[MATERIAL FOR THIS TASK]
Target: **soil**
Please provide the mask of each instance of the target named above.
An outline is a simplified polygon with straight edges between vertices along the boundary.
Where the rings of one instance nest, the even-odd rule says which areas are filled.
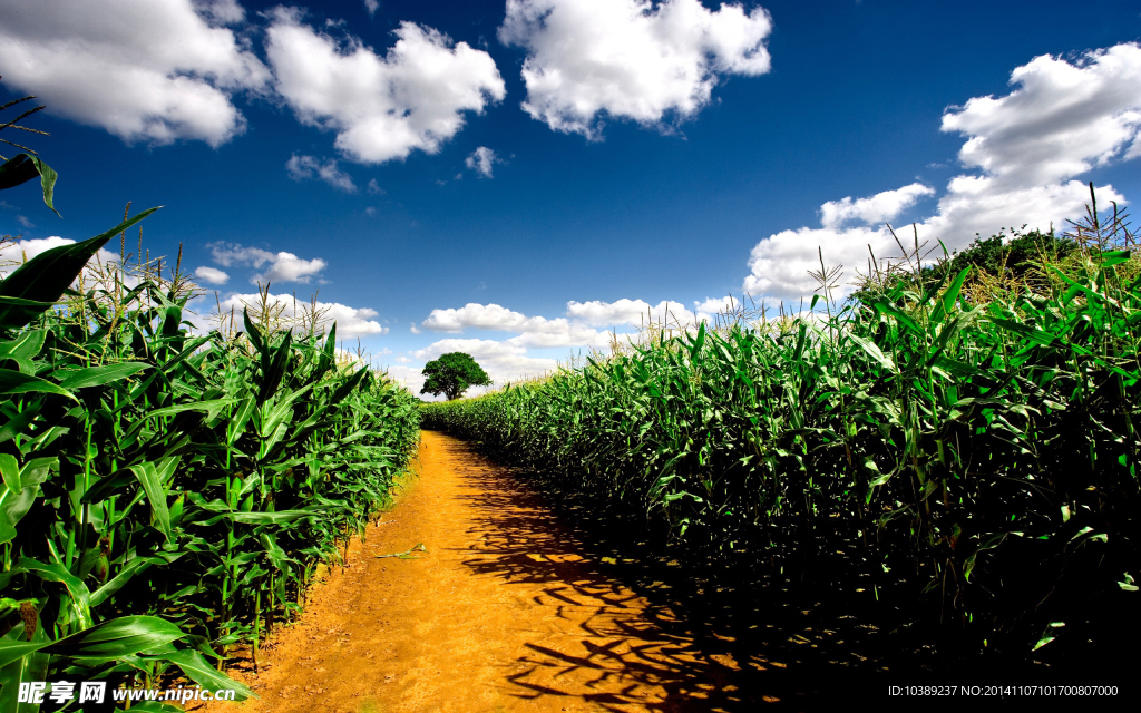
[[[230,674],[260,696],[197,711],[458,713],[755,710],[738,662],[591,557],[541,496],[423,432],[415,478],[354,540],[296,624]],[[403,559],[380,557],[407,552]],[[714,640],[715,642],[715,640]],[[703,649],[703,646],[705,650]],[[783,707],[783,706],[776,706]]]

[STATED PROBLEM] Please rewrite the text lines of the items above as a JSON list of strings, one string per line, with blank lines left out and the pictures omitted.

[EXERCISE RESPONSE]
[
  "Target: **soil**",
  "Please provide the mask of each instance of the target named above.",
  "An outline is a simplified polygon with straight edges between vertices along the boundary.",
  "Where the rings of one instance nest, the even-odd rule says which areas are filled.",
  "[[[230,674],[260,696],[197,711],[458,713],[755,710],[738,662],[591,557],[541,496],[423,432],[415,478],[354,540],[296,624]],[[403,559],[380,557],[407,552]],[[714,640],[715,642],[715,640]],[[703,649],[703,646],[705,650]],[[783,707],[783,706],[776,706]]]"
]